PROMPT. Report the tally of lines featuring the word "instance" in the entries below, without anything else.

SUPPLIED INFORMATION.
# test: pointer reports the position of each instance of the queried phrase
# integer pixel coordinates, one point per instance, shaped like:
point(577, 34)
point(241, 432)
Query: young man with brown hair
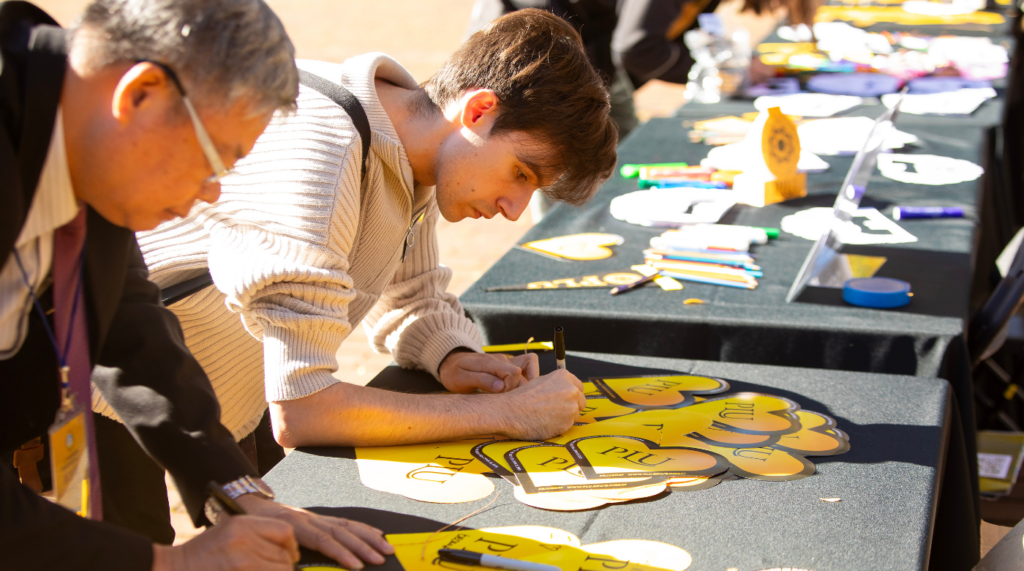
point(303, 246)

OUTPUT BELOW. 2